_Records supplied_.
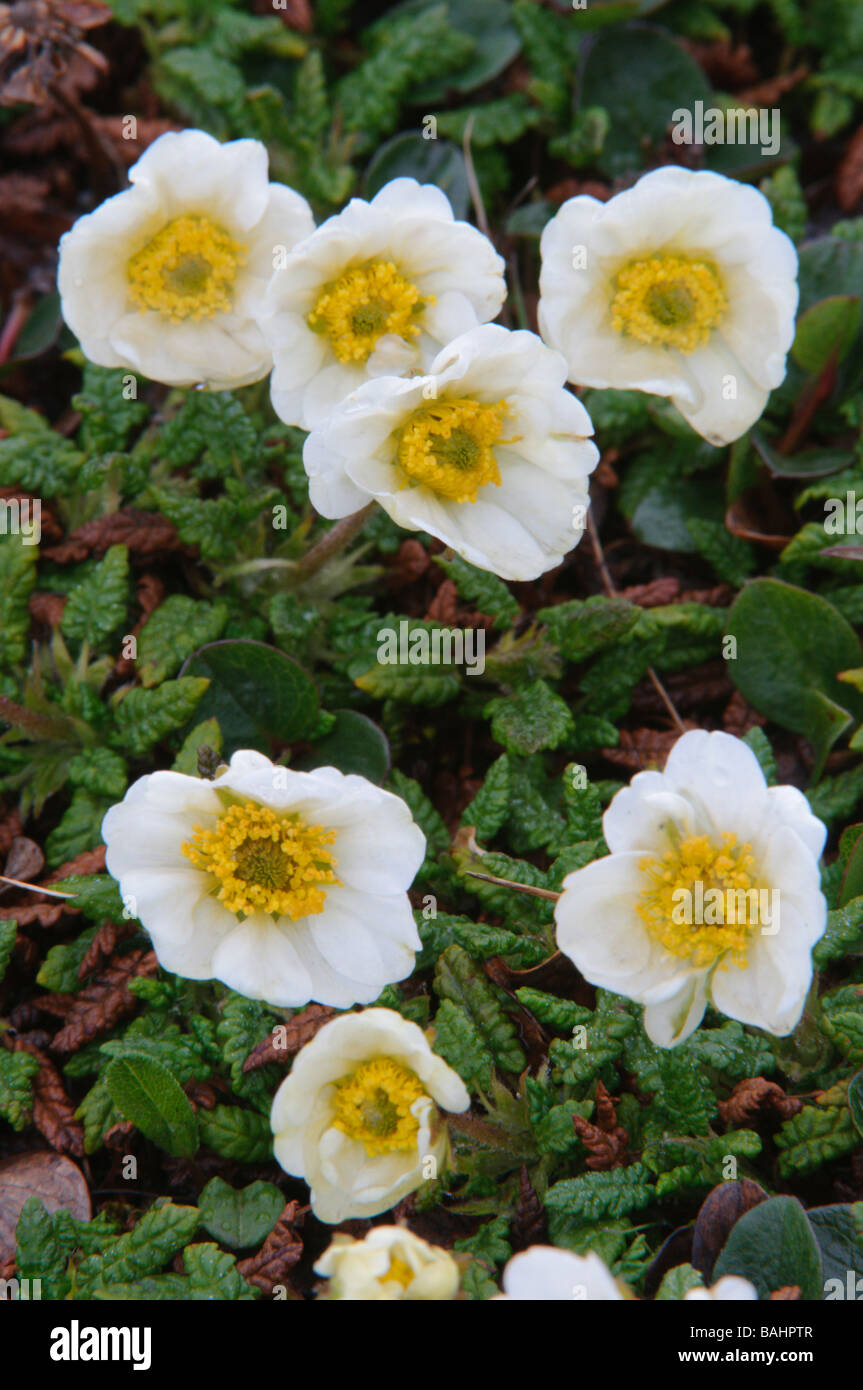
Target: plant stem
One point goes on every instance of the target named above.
(335, 540)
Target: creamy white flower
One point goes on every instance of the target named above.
(731, 1289)
(544, 1272)
(389, 1262)
(662, 919)
(168, 277)
(285, 886)
(488, 452)
(374, 291)
(680, 287)
(359, 1115)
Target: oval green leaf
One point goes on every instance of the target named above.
(256, 694)
(790, 648)
(148, 1097)
(774, 1247)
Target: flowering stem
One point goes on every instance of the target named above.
(609, 587)
(36, 887)
(335, 540)
(509, 883)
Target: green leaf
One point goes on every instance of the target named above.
(242, 1216)
(17, 1070)
(531, 719)
(59, 970)
(99, 772)
(143, 717)
(207, 734)
(355, 744)
(456, 979)
(177, 628)
(256, 692)
(840, 1236)
(430, 161)
(17, 577)
(678, 1282)
(154, 1240)
(855, 1100)
(110, 409)
(582, 627)
(851, 851)
(9, 934)
(602, 1196)
(488, 811)
(813, 1137)
(459, 1041)
(790, 648)
(773, 1246)
(146, 1094)
(826, 332)
(639, 75)
(481, 587)
(213, 1273)
(97, 605)
(243, 1136)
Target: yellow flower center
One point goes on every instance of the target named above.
(266, 862)
(188, 270)
(399, 1272)
(669, 300)
(373, 1105)
(363, 305)
(448, 448)
(698, 923)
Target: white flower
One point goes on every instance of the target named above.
(710, 894)
(168, 277)
(285, 886)
(357, 1116)
(731, 1289)
(544, 1272)
(391, 1262)
(680, 287)
(374, 291)
(488, 452)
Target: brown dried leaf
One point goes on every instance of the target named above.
(758, 1094)
(42, 913)
(143, 533)
(770, 91)
(47, 608)
(445, 605)
(24, 859)
(102, 1004)
(289, 1037)
(728, 66)
(50, 1178)
(719, 1212)
(528, 1226)
(849, 174)
(280, 1251)
(738, 716)
(88, 862)
(103, 945)
(53, 1112)
(642, 748)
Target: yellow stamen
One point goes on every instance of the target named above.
(373, 1105)
(448, 448)
(691, 861)
(399, 1272)
(188, 270)
(266, 862)
(669, 300)
(364, 305)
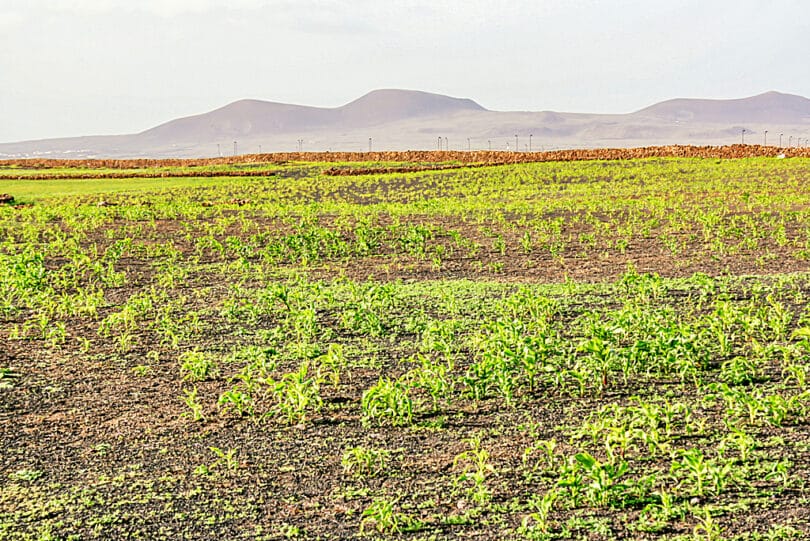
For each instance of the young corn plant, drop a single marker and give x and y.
(475, 471)
(382, 516)
(387, 400)
(362, 461)
(297, 394)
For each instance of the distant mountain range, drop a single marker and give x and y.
(408, 119)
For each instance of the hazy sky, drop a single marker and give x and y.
(80, 67)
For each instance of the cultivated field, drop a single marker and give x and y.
(425, 346)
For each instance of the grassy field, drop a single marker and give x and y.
(560, 350)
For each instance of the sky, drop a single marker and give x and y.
(98, 67)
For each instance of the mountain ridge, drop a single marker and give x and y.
(398, 119)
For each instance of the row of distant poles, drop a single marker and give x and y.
(443, 143)
(781, 135)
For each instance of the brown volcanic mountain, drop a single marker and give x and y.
(253, 117)
(405, 119)
(770, 107)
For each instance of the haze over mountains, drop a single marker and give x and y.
(407, 119)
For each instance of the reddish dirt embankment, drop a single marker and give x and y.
(477, 157)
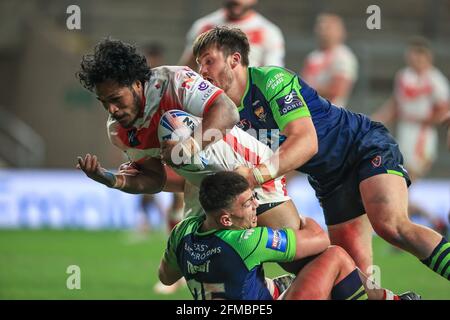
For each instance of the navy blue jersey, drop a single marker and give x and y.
(275, 96)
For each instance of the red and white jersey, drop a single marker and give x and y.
(322, 65)
(265, 38)
(237, 148)
(169, 87)
(416, 95)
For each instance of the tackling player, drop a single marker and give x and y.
(353, 163)
(266, 39)
(136, 98)
(221, 254)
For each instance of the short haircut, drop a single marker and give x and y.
(420, 44)
(226, 39)
(113, 60)
(219, 191)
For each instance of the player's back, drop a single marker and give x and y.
(237, 148)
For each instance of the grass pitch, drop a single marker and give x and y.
(114, 265)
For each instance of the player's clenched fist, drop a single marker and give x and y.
(92, 168)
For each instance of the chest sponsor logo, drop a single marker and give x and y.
(274, 81)
(289, 103)
(132, 138)
(260, 113)
(244, 124)
(247, 234)
(276, 240)
(203, 86)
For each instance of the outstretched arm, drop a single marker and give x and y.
(311, 239)
(148, 177)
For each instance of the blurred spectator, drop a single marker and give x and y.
(446, 123)
(332, 69)
(266, 39)
(419, 103)
(154, 54)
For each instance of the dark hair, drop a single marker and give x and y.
(218, 191)
(227, 39)
(113, 60)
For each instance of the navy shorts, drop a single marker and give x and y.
(376, 153)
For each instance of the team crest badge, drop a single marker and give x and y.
(132, 138)
(376, 162)
(259, 112)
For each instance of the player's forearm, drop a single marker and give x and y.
(221, 116)
(311, 239)
(292, 154)
(139, 184)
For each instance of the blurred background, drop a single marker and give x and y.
(48, 210)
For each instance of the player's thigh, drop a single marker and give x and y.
(355, 236)
(284, 215)
(317, 278)
(385, 197)
(348, 226)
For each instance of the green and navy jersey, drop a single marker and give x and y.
(276, 96)
(227, 264)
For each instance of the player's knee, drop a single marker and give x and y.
(390, 231)
(340, 256)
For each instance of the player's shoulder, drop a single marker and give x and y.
(270, 79)
(240, 238)
(187, 226)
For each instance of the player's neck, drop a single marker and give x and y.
(237, 89)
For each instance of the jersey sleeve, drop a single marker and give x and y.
(262, 244)
(346, 66)
(195, 93)
(282, 90)
(440, 89)
(170, 254)
(274, 50)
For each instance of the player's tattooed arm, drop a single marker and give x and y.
(146, 177)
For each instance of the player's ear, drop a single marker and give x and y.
(225, 219)
(235, 59)
(137, 84)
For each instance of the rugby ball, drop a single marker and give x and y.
(176, 125)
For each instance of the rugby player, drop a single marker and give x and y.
(353, 163)
(266, 39)
(221, 254)
(136, 97)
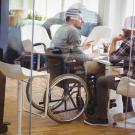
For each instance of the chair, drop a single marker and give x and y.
(19, 73)
(41, 40)
(54, 28)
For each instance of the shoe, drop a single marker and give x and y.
(96, 121)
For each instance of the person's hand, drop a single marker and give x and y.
(118, 38)
(106, 46)
(87, 44)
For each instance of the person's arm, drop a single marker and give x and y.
(113, 44)
(116, 55)
(86, 44)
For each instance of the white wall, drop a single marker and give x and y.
(112, 13)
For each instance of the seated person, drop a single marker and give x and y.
(68, 36)
(103, 84)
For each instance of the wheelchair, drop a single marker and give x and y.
(68, 93)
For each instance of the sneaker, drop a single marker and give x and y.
(96, 121)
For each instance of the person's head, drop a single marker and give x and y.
(128, 26)
(74, 17)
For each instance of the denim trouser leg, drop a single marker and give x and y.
(102, 94)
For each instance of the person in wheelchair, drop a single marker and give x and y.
(68, 39)
(103, 84)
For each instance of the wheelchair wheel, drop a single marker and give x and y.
(38, 92)
(68, 97)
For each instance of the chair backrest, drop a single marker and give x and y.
(40, 34)
(11, 70)
(99, 32)
(54, 28)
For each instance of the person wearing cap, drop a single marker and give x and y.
(68, 36)
(97, 115)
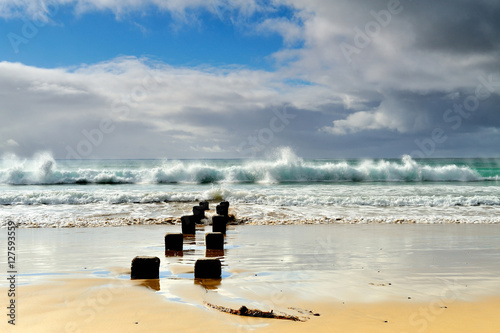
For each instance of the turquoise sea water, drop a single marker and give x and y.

_Instructions to follow_. Copy out every item above word for word, leaving out the pictures.

_Finished answer_.
Target: plant stem
One point goes on every instance of the target named above.
(335, 540)
Target: creamy white flower
One point goes on every instance of the target named above.
(731, 1289)
(544, 1272)
(389, 1262)
(662, 919)
(168, 277)
(285, 886)
(488, 452)
(374, 291)
(680, 287)
(359, 1115)
Target: oval green leaf
One point goes on every instance of the target named above.
(256, 694)
(790, 648)
(148, 1097)
(774, 1247)
Target: flowering stem
One point goes on every instance of the target named above.
(609, 587)
(36, 887)
(335, 540)
(509, 883)
Target: green leaf
One point goes on every instance of the target named above.
(242, 1216)
(17, 1070)
(531, 719)
(59, 970)
(99, 772)
(143, 717)
(207, 734)
(355, 744)
(456, 979)
(177, 628)
(256, 692)
(840, 1236)
(430, 161)
(17, 577)
(678, 1282)
(154, 1240)
(855, 1100)
(110, 409)
(582, 627)
(851, 851)
(9, 934)
(602, 1196)
(488, 811)
(813, 1137)
(459, 1041)
(790, 648)
(773, 1246)
(146, 1094)
(826, 332)
(639, 75)
(481, 587)
(213, 1273)
(97, 605)
(243, 1136)
Target: yellow flower center
One point goes on every instance of the target named above.
(266, 862)
(188, 270)
(399, 1272)
(669, 300)
(373, 1105)
(363, 305)
(448, 448)
(698, 923)
Target: white flower
One point goes on every instance of the target named above.
(710, 894)
(168, 277)
(285, 886)
(357, 1116)
(731, 1289)
(544, 1272)
(391, 1262)
(680, 287)
(374, 291)
(488, 452)
Target: brown dried leaf
One point goes on every instance of the target named above.
(758, 1094)
(42, 913)
(143, 533)
(770, 91)
(47, 608)
(445, 605)
(24, 859)
(102, 1004)
(289, 1037)
(728, 66)
(50, 1178)
(719, 1212)
(528, 1226)
(849, 174)
(280, 1251)
(738, 716)
(88, 862)
(103, 945)
(53, 1112)
(642, 748)
Target: yellow stamen
One point goes on every instance of the target named above.
(373, 1105)
(448, 448)
(691, 861)
(399, 1272)
(188, 270)
(266, 862)
(669, 300)
(364, 305)
For each instance of the young corn plant, drop a single marker and give x and y.
(475, 471)
(382, 516)
(387, 400)
(362, 461)
(297, 394)
For each instance of the distant mountain range, drop a single marker and give x and y.
(408, 119)
For each instance of the hazy sky, drop a single marker and give x and y.
(80, 67)
For each instance of the cultivated field, drop a single marker and give x and y.
(425, 346)
For each instance of the grassy field, drop a single marker and give x and y.
(560, 350)
For each instance of the sky, drop a single marker and give x and y.
(98, 67)
For each instance of the mountain ridge, drop a single marker and give x and y.
(398, 119)
For each instance of the row of distant poles, drop a single marker and give x and y.
(443, 143)
(781, 135)
For each instance of the brown volcanic mountain, drop a single marker and give x and y.
(253, 117)
(405, 119)
(770, 107)
For each instance of the haze over mountains, drop a single marker and give x and y.
(407, 119)
For each instance of the reddish dirt embankment, drop a single marker and give x and y.
(477, 157)
For each instance of the navy blue jersey, drop a single marker and give x and y.
(275, 96)
For each instance of the red and white jersey, drop a single marker and give x and y.
(322, 65)
(265, 38)
(237, 148)
(169, 87)
(416, 95)
For each instance of the tackling player, drop a single marker and give x and y.
(353, 163)
(266, 39)
(136, 98)
(221, 254)
For each instance of the short haircut, drop a single marker and give x and y.
(420, 44)
(226, 39)
(113, 60)
(219, 191)
For each instance of the player's back, drop a single marker and give x and y.
(237, 148)
For each instance of the grass pitch, drop a single marker and give x and y.
(114, 265)
For each instance of the player's clenched fist, drop a single marker and give x and y.
(92, 168)
For each instance of the chest sponsor logo, drop a single marker and give x and y.
(274, 81)
(289, 103)
(132, 138)
(260, 113)
(244, 124)
(247, 234)
(276, 240)
(203, 86)
For each instance of the outstretched arm, drop a single marker and give x and y.
(311, 239)
(148, 177)
For each instance of the blurred spectator, drop a single marker and give x and y.
(446, 123)
(332, 69)
(266, 39)
(419, 103)
(154, 54)
For each instance of the dark hair, drop a single marker and give x and y.
(218, 191)
(227, 39)
(113, 60)
For each instance of the navy shorts, drop a single marker and give x and y.
(376, 153)
For each instance of the team crest badge, drop a single marker and give x and y.
(132, 138)
(376, 162)
(259, 112)
For each instance of the player's forearm, drop a single marker and give x and y.
(221, 116)
(311, 239)
(292, 154)
(139, 184)
For each instance of the blurred background, drop a single marker and give x and y.
(48, 210)
For each instance of the player's thigh, drop a single marker and give x and y.
(355, 236)
(284, 215)
(317, 278)
(385, 197)
(348, 226)
For each instance of the green and navy jersey, drop a single marker and give x and y.
(276, 96)
(227, 264)
For each instance of the player's knee, drop a single marker and give x and y.
(390, 231)
(340, 256)
For each instance of the player's shoulder, drop a single marker and give x and y.
(270, 79)
(240, 238)
(187, 226)
For each instance of the player's neck, drop a single marker and give x and y.
(237, 89)
For each instance of the jersey sleeve, drop a single marker and give x and y.
(262, 244)
(346, 66)
(195, 93)
(282, 90)
(440, 89)
(170, 254)
(274, 50)
For each instance of the player's tattooed arm, drop a single marker and give x and y.
(146, 177)
For each instance of the player's ear, drop a single marker and give x and y.
(225, 219)
(235, 59)
(137, 84)
For each instance of the rugby ball, drop a single marker and give x and y.
(176, 125)
For each instance of the rugby player, drop a single marker and give x and y.
(353, 163)
(266, 39)
(221, 254)
(136, 97)
For each instance of the chair, drop a single marker and give x and y.
(19, 73)
(41, 40)
(54, 28)
For each instance of the shoe, drop a single marker and give x and y.
(96, 121)
For each instance of the person's hand, drop a single marker and give x and y.
(118, 38)
(106, 46)
(87, 44)
For each instance of the person's arm, drop a single marker and give x and y.
(113, 44)
(116, 55)
(86, 44)
For each instance of the white wall, drop a single marker and give x and y.
(112, 13)
For each instance of the seated person, drop a single marker and give x and y.
(68, 36)
(103, 84)
For each instance of the wheelchair, drop a single marker and give x and y.
(68, 93)
For each instance of the sneaker, drop a single marker and give x and y.
(96, 121)
For each instance of the person's head, drop a single marker and give x and y.
(128, 26)
(74, 17)
For each instance of the denim trouser leg, drop a single marker and give x and y.
(102, 94)
For each instance of the person in wheelchair, drop a single marker and give x and y.
(68, 39)
(103, 84)
For each instance of the wheelchair wheel, drop a single marker and give x and y.
(38, 92)
(68, 97)
For each instance of the chair backrest, drop a single marker and give x and y.
(40, 34)
(11, 70)
(99, 32)
(54, 28)
For each instance of the person wearing cap, drop a single marker and give x and y.
(68, 36)
(97, 115)
For each instance of the turquoise sea water, drop a single marker and give x and y.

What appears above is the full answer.